§ **PROBLEM REQUIREMENTS**: Skip any pictures. Repeat the data exactly, from its first line through the line that holds "Target: hare's fur", both included.

§ **DATA**:
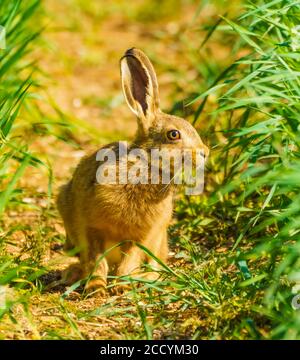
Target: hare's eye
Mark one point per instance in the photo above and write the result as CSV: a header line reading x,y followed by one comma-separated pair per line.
x,y
173,135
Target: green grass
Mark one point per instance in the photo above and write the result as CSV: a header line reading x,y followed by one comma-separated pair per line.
x,y
235,249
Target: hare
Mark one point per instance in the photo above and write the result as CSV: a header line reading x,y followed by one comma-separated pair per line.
x,y
97,217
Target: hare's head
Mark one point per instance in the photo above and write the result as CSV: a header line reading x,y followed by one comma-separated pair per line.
x,y
155,129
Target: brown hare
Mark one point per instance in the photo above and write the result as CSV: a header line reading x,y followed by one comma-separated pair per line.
x,y
99,216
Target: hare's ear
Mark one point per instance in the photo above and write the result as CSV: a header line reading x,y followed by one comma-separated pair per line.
x,y
140,86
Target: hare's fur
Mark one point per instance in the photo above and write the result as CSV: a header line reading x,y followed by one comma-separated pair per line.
x,y
98,217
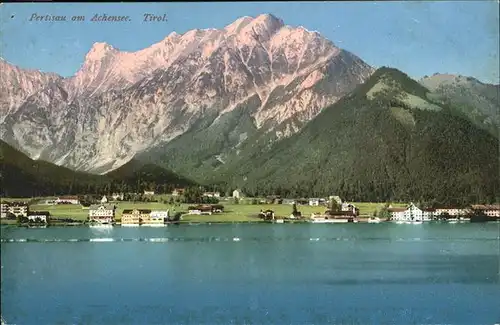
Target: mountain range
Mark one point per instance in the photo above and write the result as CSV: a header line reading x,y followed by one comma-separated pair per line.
x,y
259,103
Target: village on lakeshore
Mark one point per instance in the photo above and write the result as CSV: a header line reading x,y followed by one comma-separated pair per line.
x,y
148,209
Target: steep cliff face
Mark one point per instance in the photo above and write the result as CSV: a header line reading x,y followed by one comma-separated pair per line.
x,y
121,103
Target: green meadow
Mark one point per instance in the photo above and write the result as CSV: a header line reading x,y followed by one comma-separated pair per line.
x,y
232,212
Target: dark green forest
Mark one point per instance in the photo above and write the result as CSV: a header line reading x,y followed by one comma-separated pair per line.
x,y
22,176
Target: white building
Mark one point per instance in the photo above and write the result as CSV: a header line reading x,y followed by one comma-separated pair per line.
x,y
117,196
103,213
17,209
159,214
237,194
313,202
348,207
491,210
335,198
4,209
41,217
409,214
68,200
212,194
453,212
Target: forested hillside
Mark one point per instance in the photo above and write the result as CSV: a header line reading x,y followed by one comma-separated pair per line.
x,y
385,141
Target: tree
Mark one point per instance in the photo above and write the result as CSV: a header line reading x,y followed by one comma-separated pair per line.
x,y
335,206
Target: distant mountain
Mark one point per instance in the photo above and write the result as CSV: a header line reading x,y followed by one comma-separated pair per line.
x,y
22,176
478,101
119,104
385,141
135,171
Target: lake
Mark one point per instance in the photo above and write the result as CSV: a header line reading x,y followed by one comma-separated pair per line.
x,y
252,274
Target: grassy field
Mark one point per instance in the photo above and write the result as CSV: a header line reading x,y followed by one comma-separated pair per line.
x,y
232,213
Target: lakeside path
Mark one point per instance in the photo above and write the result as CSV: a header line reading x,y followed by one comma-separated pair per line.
x,y
232,212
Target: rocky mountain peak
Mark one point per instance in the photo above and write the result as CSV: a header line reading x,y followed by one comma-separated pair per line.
x,y
100,50
121,103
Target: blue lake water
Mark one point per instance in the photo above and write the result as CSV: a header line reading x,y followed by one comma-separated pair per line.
x,y
252,274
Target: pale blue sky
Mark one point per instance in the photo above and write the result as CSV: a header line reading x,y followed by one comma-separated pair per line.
x,y
420,38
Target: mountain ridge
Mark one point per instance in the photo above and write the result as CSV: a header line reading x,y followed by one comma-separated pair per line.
x,y
149,97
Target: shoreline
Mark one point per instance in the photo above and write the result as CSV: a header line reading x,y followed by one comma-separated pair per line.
x,y
196,223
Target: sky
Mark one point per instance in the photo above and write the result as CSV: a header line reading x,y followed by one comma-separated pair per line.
x,y
419,38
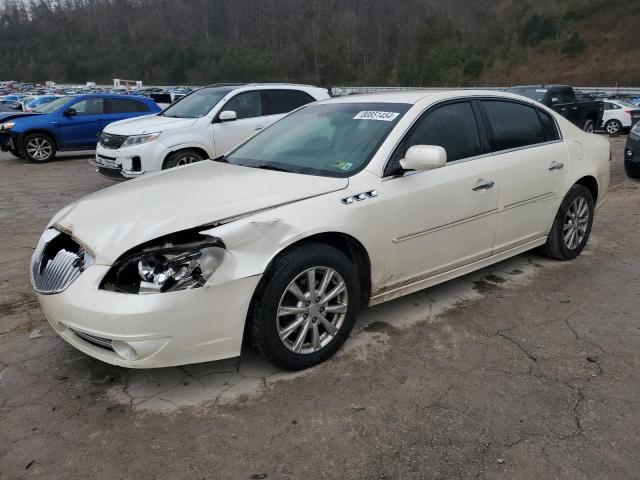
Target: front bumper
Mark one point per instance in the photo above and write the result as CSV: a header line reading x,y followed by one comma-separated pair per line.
x,y
7,142
149,331
129,162
632,155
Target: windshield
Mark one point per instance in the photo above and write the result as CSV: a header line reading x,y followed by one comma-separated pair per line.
x,y
335,139
628,105
197,104
52,106
533,93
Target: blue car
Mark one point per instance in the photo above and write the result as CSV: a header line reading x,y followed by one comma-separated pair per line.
x,y
67,123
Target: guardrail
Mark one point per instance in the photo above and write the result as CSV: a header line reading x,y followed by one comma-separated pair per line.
x,y
352,90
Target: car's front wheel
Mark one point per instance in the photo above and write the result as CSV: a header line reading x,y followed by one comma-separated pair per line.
x,y
39,148
589,126
181,157
572,225
613,127
305,306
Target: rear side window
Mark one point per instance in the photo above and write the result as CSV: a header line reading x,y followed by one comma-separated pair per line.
x,y
549,126
514,125
90,106
125,105
283,101
246,105
452,127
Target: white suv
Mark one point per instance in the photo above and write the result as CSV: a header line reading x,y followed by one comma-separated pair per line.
x,y
204,124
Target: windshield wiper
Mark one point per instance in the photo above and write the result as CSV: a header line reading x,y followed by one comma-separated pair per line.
x,y
267,166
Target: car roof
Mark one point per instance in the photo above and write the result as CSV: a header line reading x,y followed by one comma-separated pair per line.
x,y
107,95
553,85
415,96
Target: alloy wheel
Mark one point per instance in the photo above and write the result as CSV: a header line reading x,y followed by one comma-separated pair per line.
x,y
186,160
312,310
39,148
576,222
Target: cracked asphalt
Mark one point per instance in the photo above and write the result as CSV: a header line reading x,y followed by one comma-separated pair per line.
x,y
527,370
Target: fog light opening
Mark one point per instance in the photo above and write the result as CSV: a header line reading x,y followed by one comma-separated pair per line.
x,y
124,350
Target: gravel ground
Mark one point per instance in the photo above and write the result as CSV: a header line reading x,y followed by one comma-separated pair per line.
x,y
527,369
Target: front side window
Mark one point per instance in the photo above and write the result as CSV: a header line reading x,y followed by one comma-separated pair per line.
x,y
334,140
126,105
52,106
452,127
284,101
246,105
90,106
514,125
197,104
549,126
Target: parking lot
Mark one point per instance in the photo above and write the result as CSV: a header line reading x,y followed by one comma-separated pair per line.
x,y
527,369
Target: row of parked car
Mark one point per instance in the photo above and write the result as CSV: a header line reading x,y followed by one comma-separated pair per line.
x,y
134,136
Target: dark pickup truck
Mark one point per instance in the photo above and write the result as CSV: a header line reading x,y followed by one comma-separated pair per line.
x,y
585,114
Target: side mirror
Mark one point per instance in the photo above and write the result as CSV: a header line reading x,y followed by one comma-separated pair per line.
x,y
424,157
227,116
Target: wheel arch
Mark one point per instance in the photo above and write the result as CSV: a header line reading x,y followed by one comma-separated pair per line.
x,y
42,131
347,244
591,184
180,148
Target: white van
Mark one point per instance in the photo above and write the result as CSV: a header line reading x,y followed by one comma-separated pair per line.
x,y
204,124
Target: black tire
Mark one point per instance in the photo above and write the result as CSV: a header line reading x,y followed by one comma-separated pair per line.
x,y
589,126
38,148
16,153
632,172
556,246
263,314
613,127
181,157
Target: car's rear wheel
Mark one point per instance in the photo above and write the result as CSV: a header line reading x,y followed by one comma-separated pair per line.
x,y
613,127
305,306
181,157
39,148
589,126
572,225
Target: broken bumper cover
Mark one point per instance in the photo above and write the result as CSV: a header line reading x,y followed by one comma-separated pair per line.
x,y
155,330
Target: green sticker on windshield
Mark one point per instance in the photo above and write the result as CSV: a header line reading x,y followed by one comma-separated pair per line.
x,y
343,165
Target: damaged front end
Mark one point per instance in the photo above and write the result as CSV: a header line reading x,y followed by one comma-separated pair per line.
x,y
180,261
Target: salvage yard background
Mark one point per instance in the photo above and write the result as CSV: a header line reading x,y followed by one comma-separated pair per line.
x,y
525,370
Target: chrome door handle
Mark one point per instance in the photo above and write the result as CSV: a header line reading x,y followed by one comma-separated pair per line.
x,y
485,185
556,165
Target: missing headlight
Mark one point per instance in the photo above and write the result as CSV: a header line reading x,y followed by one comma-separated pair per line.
x,y
177,262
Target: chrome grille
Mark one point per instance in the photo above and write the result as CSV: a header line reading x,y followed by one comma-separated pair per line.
x,y
57,262
107,140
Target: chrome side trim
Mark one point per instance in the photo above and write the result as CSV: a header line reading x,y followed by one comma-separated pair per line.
x,y
529,200
526,147
442,227
418,283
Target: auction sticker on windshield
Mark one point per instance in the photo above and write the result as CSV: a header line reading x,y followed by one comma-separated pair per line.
x,y
384,116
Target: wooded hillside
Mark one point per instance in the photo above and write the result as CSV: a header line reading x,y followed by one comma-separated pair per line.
x,y
326,42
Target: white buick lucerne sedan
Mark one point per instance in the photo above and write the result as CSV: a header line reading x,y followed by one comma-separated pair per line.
x,y
342,204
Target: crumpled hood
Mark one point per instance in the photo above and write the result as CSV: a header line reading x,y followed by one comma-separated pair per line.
x,y
148,124
118,218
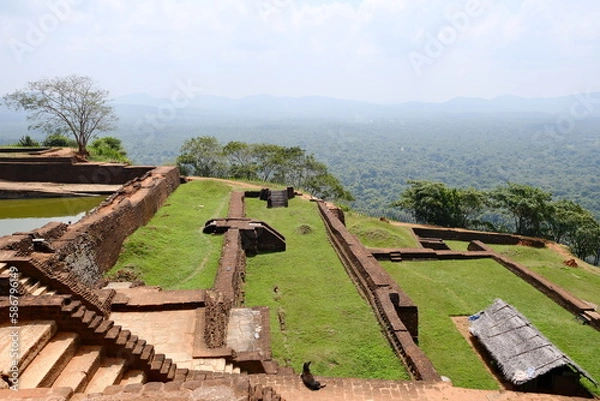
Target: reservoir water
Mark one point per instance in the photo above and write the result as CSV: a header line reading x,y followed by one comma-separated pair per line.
x,y
19,215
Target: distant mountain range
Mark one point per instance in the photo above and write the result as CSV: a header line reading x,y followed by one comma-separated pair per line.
x,y
141,108
576,106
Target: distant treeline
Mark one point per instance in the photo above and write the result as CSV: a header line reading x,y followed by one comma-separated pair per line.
x,y
205,156
516,208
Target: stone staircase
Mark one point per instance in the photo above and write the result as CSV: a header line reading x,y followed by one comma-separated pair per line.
x,y
53,358
395,256
75,347
278,199
27,285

§ **RESPONSE TO THE EXERCISE**:
Target: hare's eye
Mark one point per instance in the photo above and write the result as CSV: a header line reading x,y followed by one comma-separated pair per line.
x,y
173,135
Target: green grass
Mark one point per instance in the photo above and write the result as CSV: a header line reading x,y followed by one comma-separated pair per line.
x,y
235,249
Target: hare
Mark one point per instance in the photo above and write the result as CSV: a header line reading x,y followed by one comma-separated pair per line.
x,y
97,217
Target: hare's head
Mark one point per instance in the photo above and write the result as CSV: a header line reading x,y followed by one comma-separated pair per line.
x,y
155,129
Target: brown hare
Mark one point per instance in the photo above and write the result as CSV: a header line reading x,y followed by one comma-separated pair per line.
x,y
99,216
Target: hare's ear
Mark one point per instance in the photo above and write the result as CSV: a header line reading x,y followed by one comma-separated pair per line.
x,y
140,86
Target: hare's fur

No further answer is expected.